## DIRECTIVE 1
Decide whether each statement below agrees with the hydrogenation write-up, answering yes or no and quoting the deciding words: (a) the ultrawhite crystals outweighed the putative succinic acid; (b) the measured melting point was above the Vogel value; (c) the apparatus could measure the hydrogen consumed.
## DIRECTIVE 2
Carry the hydrogenation write-up forward from its final sentence, in the same voice.

## SOURCE PASSAGE
━━━━━━━━━━━━━━━━━━━━
The catalyst was washed into a small bottle with water and capped. This will be recovered for reuse if possible.

6. Recrystallization

The dried product crystals contained some ultrawhite crystalline contaminant as can be seen more clearly in the picture below. These formed in clusters on the dish wall above the liquid level. That would have been the time to remove them. Instead I picked them out, placing them in a separate beaker as shown below. I speculate that this is unreacted fumaric acid or a by-product.


dried product crystals sorted

The weight of the putative succinic acid was 6.33g; that of the ultrawhite crystals 0.59g.

The putative succinic acid crystals were recrystalized from 25mL of boiling water per Vogel. These were caught on a 7cm Buchner funnel as shown below.


Recrystallized putative succinic acid

7. Results
The mp of the crystals was 235°C; the Vogel value is 184°C. Therefore the product is not succinic acid. Its composition is unknown.

8. Discussion & Conclusions
The Vogel procedure measures the volume of hydrogen consumed and specifies that the consumption will take about 2hrs. My apparatus did not allow measurement of the hydrogen generated or consumed. Also, Vogel’s precursor was maleic acid which I assumed would hydrogenate easier than my precursor, fumaric acid, due to steric factors. Therefore I hydrogenated for 3hrs as a safety factor.
━━━━━━━━━━━━━━━━━━━━
## DATA ENTRIES

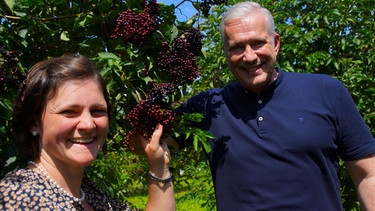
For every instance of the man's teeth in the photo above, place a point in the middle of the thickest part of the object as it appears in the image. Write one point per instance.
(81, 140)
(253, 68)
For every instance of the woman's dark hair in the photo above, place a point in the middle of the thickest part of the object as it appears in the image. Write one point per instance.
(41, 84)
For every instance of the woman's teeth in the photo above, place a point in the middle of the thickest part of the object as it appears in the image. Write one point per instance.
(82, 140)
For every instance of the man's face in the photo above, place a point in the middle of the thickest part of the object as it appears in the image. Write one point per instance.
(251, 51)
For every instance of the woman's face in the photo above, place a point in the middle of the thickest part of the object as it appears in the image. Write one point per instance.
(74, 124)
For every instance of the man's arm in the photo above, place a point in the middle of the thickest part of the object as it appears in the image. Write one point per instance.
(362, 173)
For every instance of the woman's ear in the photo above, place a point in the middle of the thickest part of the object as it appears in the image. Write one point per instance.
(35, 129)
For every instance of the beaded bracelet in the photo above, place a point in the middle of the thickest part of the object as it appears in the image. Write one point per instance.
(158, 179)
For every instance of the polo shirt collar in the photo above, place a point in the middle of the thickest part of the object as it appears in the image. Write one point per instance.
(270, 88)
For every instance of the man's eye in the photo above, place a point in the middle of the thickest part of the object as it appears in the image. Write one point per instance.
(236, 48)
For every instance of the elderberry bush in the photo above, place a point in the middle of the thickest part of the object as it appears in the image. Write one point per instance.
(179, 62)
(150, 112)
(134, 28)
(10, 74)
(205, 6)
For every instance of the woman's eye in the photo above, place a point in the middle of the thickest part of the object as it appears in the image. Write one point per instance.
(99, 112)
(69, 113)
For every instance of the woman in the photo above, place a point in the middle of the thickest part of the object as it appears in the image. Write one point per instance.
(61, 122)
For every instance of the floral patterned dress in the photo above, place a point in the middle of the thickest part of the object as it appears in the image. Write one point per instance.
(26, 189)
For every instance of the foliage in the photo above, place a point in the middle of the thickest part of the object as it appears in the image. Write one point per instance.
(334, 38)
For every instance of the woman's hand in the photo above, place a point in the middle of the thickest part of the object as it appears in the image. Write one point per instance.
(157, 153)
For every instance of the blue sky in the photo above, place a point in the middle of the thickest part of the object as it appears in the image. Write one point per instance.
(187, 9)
━━━━━━━━━━━━━━━━━━━━
## WRITTEN RESPONSE 1
(a) No: "The weight of the putative succinic acid was 6.33g; that of the ultrawhite crystals 0.59g."
(b) Yes: "The mp of the crystals was 235°C; the Vogel value is 184°C."
(c) No: "My apparatus did not allow measurement of the hydrogen generated or consumed."

## WRITTEN RESPONSE 2
Serendipitously the tramp mineral oil acted as an absorbent for the traces of Pd/C in my product. These were removed from the water surface using a small cotton swab during the recrystallization.

Chemplayer has a YouTube up that shows how to make succinic acid from Na glutamate, available OTC as Accent seasoning/meat tenderizer. This is likely a cheaper way to go considering the high cost of Pd/C even if maleic acid had been used and the synthesis had been successful.

Apparently the steric factor, cis vs trans, 1,4-butenedioic acid, is very important here and the fumaric acid double bond failed to take up the H2.

9. References
1. “A Textbook of Practical Organic Chemistry,” 3rd ed, (1956) by A. I. Vogel, pp. 473-474.
2. “Ullmann’s Encyclopedia of Industrial Chemistry,“ p. 8 under "Dicarboxylic Acids, Aliphatic."
3. “Introduction to Organic Laboratory Techniques,” (1998) by D. L. Pavia et al, pp. 121-126.

Your comments, suggestions, and recommendations are encouraged.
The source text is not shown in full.